What to do: Write the records below out in full, character for character, with no pictures.

═══

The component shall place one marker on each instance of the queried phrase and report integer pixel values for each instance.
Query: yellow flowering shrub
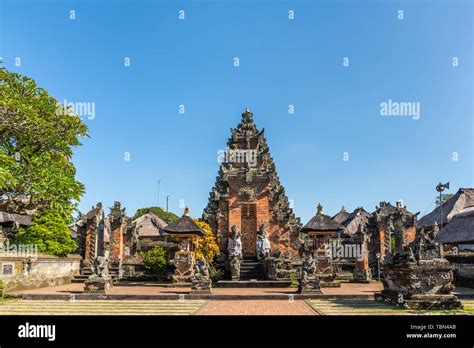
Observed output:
(206, 245)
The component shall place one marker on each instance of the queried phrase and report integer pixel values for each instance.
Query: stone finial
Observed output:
(186, 211)
(320, 209)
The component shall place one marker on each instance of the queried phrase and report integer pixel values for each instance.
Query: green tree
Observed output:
(444, 197)
(156, 260)
(166, 216)
(206, 245)
(37, 137)
(50, 233)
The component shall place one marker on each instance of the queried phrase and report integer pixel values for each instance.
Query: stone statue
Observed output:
(417, 276)
(201, 283)
(263, 244)
(309, 268)
(309, 282)
(234, 249)
(101, 266)
(100, 280)
(136, 241)
(201, 269)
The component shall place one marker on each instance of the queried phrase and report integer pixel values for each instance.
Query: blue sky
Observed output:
(190, 62)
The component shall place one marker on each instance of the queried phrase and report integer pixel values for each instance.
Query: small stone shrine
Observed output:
(362, 272)
(234, 250)
(201, 280)
(417, 276)
(320, 234)
(309, 282)
(186, 232)
(99, 282)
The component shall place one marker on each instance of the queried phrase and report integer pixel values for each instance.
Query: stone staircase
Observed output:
(86, 272)
(251, 269)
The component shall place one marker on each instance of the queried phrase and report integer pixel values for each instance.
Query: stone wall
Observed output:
(27, 273)
(463, 268)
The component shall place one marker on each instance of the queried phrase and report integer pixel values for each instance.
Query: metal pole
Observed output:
(440, 212)
(378, 268)
(158, 203)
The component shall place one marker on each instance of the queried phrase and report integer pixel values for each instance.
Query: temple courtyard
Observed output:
(142, 298)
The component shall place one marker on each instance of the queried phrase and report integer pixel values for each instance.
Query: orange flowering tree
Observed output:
(206, 245)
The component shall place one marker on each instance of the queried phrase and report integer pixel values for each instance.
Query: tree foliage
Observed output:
(166, 216)
(207, 245)
(50, 233)
(37, 137)
(157, 261)
(444, 197)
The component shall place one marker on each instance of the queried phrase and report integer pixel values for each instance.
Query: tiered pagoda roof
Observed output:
(322, 223)
(184, 226)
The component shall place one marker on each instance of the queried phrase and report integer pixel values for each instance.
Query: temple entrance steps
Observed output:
(253, 276)
(85, 272)
(251, 269)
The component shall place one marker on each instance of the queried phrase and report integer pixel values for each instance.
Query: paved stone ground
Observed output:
(25, 307)
(257, 307)
(154, 289)
(368, 307)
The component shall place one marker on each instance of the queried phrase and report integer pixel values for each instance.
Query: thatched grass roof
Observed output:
(359, 217)
(22, 220)
(460, 229)
(322, 223)
(341, 216)
(185, 225)
(453, 206)
(149, 225)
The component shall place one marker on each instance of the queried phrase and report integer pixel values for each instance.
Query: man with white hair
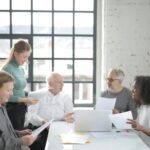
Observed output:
(115, 89)
(53, 104)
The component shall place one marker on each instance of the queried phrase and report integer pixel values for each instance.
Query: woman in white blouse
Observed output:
(141, 96)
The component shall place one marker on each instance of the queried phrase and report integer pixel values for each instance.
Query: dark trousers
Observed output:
(40, 142)
(16, 113)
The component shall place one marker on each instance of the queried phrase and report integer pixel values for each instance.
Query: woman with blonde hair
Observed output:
(16, 106)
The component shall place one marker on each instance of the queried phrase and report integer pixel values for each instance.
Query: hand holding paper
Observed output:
(120, 120)
(41, 128)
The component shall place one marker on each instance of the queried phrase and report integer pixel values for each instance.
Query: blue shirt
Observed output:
(20, 80)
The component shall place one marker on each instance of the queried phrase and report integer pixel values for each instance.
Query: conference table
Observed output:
(114, 140)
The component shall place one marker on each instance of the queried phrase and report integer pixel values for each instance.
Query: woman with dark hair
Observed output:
(9, 138)
(16, 107)
(141, 96)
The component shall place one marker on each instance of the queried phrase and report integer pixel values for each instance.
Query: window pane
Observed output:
(42, 47)
(83, 70)
(63, 4)
(63, 23)
(4, 48)
(42, 23)
(64, 67)
(42, 4)
(41, 68)
(28, 87)
(2, 62)
(83, 93)
(84, 47)
(21, 22)
(63, 47)
(84, 23)
(21, 4)
(5, 22)
(38, 86)
(68, 89)
(4, 4)
(80, 5)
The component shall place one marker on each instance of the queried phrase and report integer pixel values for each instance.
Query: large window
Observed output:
(62, 34)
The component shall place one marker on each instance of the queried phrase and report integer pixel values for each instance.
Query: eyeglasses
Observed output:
(110, 79)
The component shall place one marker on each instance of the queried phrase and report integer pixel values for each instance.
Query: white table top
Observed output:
(99, 140)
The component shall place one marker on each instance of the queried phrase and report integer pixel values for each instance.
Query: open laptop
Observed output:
(92, 120)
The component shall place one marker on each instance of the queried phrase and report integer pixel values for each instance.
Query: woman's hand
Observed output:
(32, 100)
(69, 118)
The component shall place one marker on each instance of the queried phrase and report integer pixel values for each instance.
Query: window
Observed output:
(62, 36)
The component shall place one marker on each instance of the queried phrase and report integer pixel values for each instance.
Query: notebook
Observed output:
(92, 120)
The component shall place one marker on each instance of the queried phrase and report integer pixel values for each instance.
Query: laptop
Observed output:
(92, 120)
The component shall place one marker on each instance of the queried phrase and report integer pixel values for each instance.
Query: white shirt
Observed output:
(144, 116)
(49, 106)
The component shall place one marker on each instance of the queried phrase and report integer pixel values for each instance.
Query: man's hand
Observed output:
(28, 139)
(69, 118)
(24, 132)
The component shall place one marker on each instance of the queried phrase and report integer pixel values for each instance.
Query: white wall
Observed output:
(126, 41)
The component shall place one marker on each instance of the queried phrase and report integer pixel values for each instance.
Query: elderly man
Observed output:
(115, 89)
(53, 104)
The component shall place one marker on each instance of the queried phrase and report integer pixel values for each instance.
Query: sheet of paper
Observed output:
(74, 138)
(120, 120)
(37, 131)
(105, 103)
(102, 134)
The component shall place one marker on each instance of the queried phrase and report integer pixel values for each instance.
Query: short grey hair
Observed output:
(119, 73)
(50, 77)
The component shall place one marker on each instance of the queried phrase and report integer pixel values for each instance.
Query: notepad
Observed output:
(74, 138)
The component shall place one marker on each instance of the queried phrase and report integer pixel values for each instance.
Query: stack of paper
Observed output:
(74, 138)
(120, 120)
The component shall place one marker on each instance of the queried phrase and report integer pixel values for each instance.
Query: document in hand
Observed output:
(37, 131)
(105, 103)
(120, 120)
(74, 138)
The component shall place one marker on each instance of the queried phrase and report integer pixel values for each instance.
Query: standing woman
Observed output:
(141, 96)
(17, 104)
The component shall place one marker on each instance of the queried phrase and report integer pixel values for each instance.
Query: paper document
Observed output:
(37, 131)
(74, 138)
(105, 103)
(120, 120)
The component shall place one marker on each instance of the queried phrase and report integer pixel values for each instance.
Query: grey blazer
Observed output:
(8, 137)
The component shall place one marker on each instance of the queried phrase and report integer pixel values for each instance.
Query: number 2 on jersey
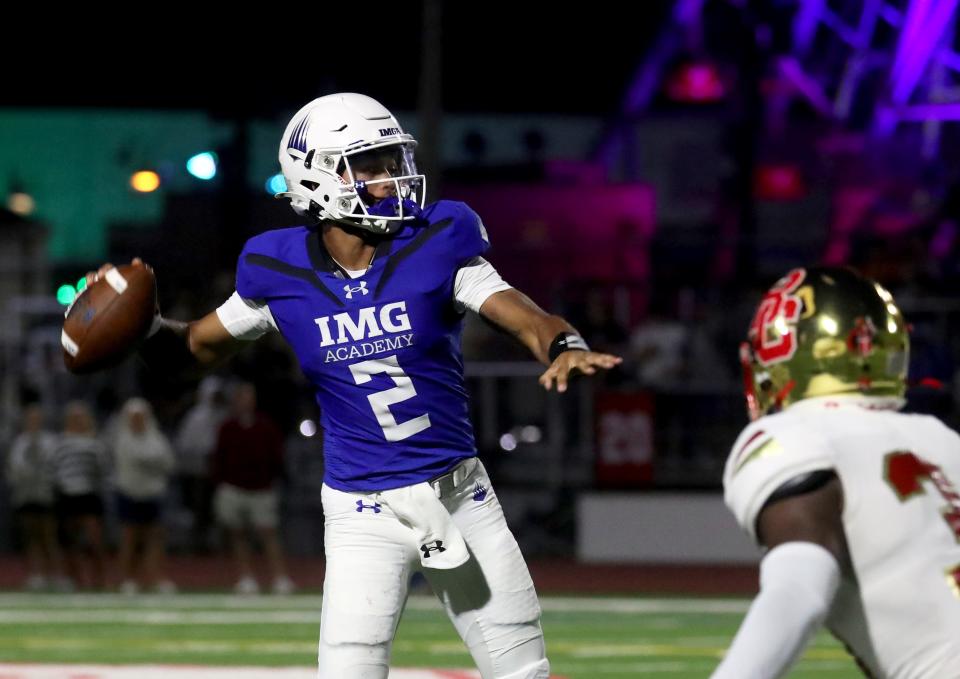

═══

Answer space:
The component shall place one marker on each instance of the queried phrase and report integer pixel values for each instance.
Query: yellow flowering shrub
Observed output:
(206, 245)
The component shall place one marker on each instance of the queried phrase and report integer pixel values for each instance.
Query: stone finial
Observed output:
(186, 211)
(320, 209)
The component shall place one marker on each instance of the queried phrase and report integer pixel values for each instance.
Query: green tree
Observed output:
(444, 197)
(156, 260)
(166, 216)
(206, 245)
(37, 137)
(50, 233)
The component shall place one marker on each instance of the queried phrase and report integer pixel values for each instance.
Query: stone statue
Observed output:
(417, 276)
(201, 283)
(263, 244)
(309, 268)
(309, 282)
(234, 249)
(101, 266)
(100, 280)
(136, 241)
(201, 269)
The component shall place one marker on each instance of the queried phrase and report integer pixel values for each instance.
Query: blue sky
Observed output:
(190, 62)
The component shall place one marker on each instance of the queried phrase and report integer pixel values for each instance.
Query: small stone shrine
Observed output:
(362, 272)
(234, 250)
(201, 280)
(417, 276)
(320, 234)
(309, 282)
(186, 232)
(99, 282)
The component shall place one marker on each instance of the queried phrase and report integer pixel values for each instance.
Query: stone staircase
Observed output:
(86, 272)
(251, 269)
The component shall place one marker on each instance of the queried phrase and report integer pixel values for each instance.
Query: stone wall
Observed output:
(27, 273)
(463, 268)
The component shall place one marker on each instance of the queried phrase and report integer pixel values for each instance.
Query: metal pole
Observed output:
(440, 212)
(378, 268)
(158, 203)
The component shall place one marker on each instance of the queried phrase and report integer pixel values for each instance.
Query: temple courtyard
Observed output:
(142, 298)
The component shall place one marker on each instance of the queried phrase and report integer pixel values for each instance.
Query: orange flowering tree
Observed output:
(206, 245)
The component shall place one marker on each instance of the queried phrase and report integer pixel values for each instance.
Query: tree foliage
Observed output:
(166, 216)
(207, 245)
(50, 233)
(37, 137)
(157, 261)
(444, 197)
The component shall place one marker on each instance of the queried phrase and report integer pixel values for each instance.
Query: tiered pagoda roof
Observed output:
(322, 223)
(184, 226)
The component shall place one marker on each instance of the queried phrase and report integer pixel values for each instance.
Query: temple entrance steps
Observed output:
(253, 276)
(85, 272)
(251, 269)
The component shall place one marker on each instance of the queried phrase and report integer pixel values for each instance.
Query: paved stone ground
Observed output:
(25, 307)
(257, 307)
(154, 289)
(368, 307)
The component shall place one marker on each instance of the queried phrase and report integer pixel values for each instance.
Query: thatched grass roof
Observed output:
(359, 217)
(22, 220)
(460, 229)
(322, 223)
(341, 216)
(185, 225)
(453, 206)
(149, 225)
The component shall place one marker on each instance of the queried phrase and report integer pixel values for each instance.
Query: man with white hair
Observed output:
(115, 89)
(53, 104)
The component shall place one marker on each instance of the queried phrase and report integer pixel values for each instance.
Query: woman in white blouse
Observed output:
(141, 96)
The component shall place one marker on each instance of the queried phrase and report integer pixel values for each instance.
Query: dark trousers
Observed output:
(40, 142)
(16, 113)
The component shall place one marker on each instance of the queried phrase and report integer pixel values for each instance.
Query: woman with blonde hair
Observed output:
(16, 106)
The component shall place one marker on each instance of the queried phrase and report integer pixel values for each instance.
Query: hand holding paper
Observed output:
(120, 120)
(41, 128)
The component shall place one marker on each instance of the queried phrase and report integer pixel values for each instance.
Query: blue shirt
Observed output:
(20, 80)
The component shall place one marker on each instance of the queried phrase and report integer pixel values for each instance.
Query: conference table
Observed output:
(114, 140)
The component shall place one marker on each instance of the queried phrase and report integer pixel values for each instance.
Query: woman with dark hair
Observed output:
(9, 138)
(16, 107)
(141, 96)
The component shall place one marker on each instance of the queried phrase and report integer pixel values for each instance.
Query: window pane
Observed output:
(42, 47)
(83, 70)
(63, 4)
(63, 23)
(4, 48)
(42, 23)
(64, 67)
(42, 4)
(41, 68)
(28, 87)
(2, 62)
(83, 93)
(84, 47)
(21, 22)
(63, 47)
(84, 23)
(21, 4)
(5, 22)
(38, 86)
(68, 89)
(4, 4)
(80, 5)
The component shall place one marker on each instance of the queried phrase and report integer pixel values for each instance.
Query: large window
Observed output:
(62, 34)
The component shall place one marker on each instance of the queried phrase and report integer pixel values for each instance.
Query: eyeglasses
Observed output:
(110, 79)
The component shall place one marker on each instance of the queried phrase and report integer pixel values for each instance.
Query: white table top
Observed output:
(99, 140)
The component shall place one marker on each instance of the queried phrase and report integer pixel values for each instance.
Query: open laptop
Observed output:
(92, 120)
The component shall place one marker on each instance of the queried phrase and report integer pixel values for each instance.
Query: woman's hand
Observed output:
(32, 100)
(69, 118)
The component shall place one marker on each instance of the queried phrase and report integer pixel values for each instance.
Query: window
Observed output:
(62, 36)
The component shall place one marker on each instance of the queried phrase and report integer pixel values for each instance.
Query: notebook
Observed output:
(92, 120)
The component shall place one marker on each instance of the queried phrase and report integer pixel values for each instance.
Query: laptop
Observed output:
(92, 120)
The component shall place one marker on each instance of the queried phrase and report integer pixel values for each instance.
Query: white shirt
Observed output:
(144, 116)
(49, 106)
The component shall place one marker on each instance of the queried phrase and report integer pixel values for each instance.
Query: man's hand
Observed output:
(28, 139)
(69, 118)
(24, 132)
The component shall place one marker on each instance of the queried phrase and report integer pixel values for each instance.
Query: white wall
Observed output:
(126, 41)
The component shall place one marker on each instance of the queried phrase and report integer pixel values for each instance.
Query: elderly man
Observed output:
(115, 89)
(53, 104)
The component shall place one marker on each instance of the queried phrase and report integer pixel values for each instance.
Query: sheet of paper
Observed output:
(74, 138)
(120, 120)
(37, 131)
(105, 103)
(102, 134)
The component shall place one marker on each instance of the queried phrase and report integer pixel values for each instance.
Query: short grey hair
Observed output:
(119, 73)
(50, 77)
The component shall place one marker on each instance of the queried phrase and report integer pixel values for each instance.
Query: notepad
Observed output:
(74, 138)
The component shall place one marker on each instance of the queried phrase and report integer pixel values for each instance.
Query: stack of paper
Observed output:
(74, 138)
(120, 120)
The component shall place one marker on each instance of the queried phrase and report integer pixel values for each instance.
Query: document in hand
Observed output:
(37, 131)
(105, 103)
(120, 120)
(74, 138)
The component shall place one marker on each instance of the queried phrase and report integer pixel values for each instance.
Query: standing woman
Observed output:
(141, 96)
(17, 104)
The component shall place one marker on each instance of the queried phrase and report integer pixel values for each instance.
Query: paper document
Observed output:
(37, 131)
(74, 138)
(105, 103)
(120, 120)
The component shall place one marker on each instance of the queried phrase and report integer pixel values for each instance.
Query: grey blazer
Observed output:
(8, 137)
The component shall place one marker on each instance of the queried phrase and report integer pixel values for each instance.
Query: number 2 on jersey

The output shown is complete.